WHAT YOU NEED TO DO: When a picture appears among the records, leave it out, and copy all else exactly.

[Text-to-region grounding data]
:::::
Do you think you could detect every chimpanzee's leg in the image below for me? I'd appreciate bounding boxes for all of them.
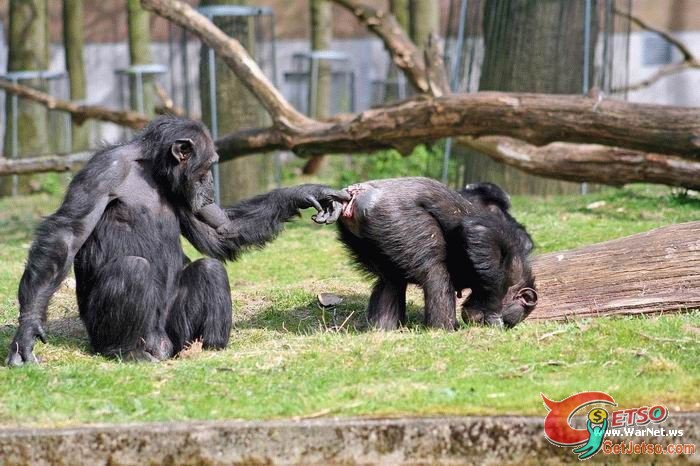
[166,258,232,354]
[80,256,165,361]
[367,278,407,330]
[421,263,457,329]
:::::
RESPONSE TO THIS TASK:
Do you think you could detect every chimpanzee's leg in the image below for me? I'd appreciate bounding boxes for all of them.
[166,258,232,354]
[80,256,165,361]
[367,278,407,330]
[421,263,457,329]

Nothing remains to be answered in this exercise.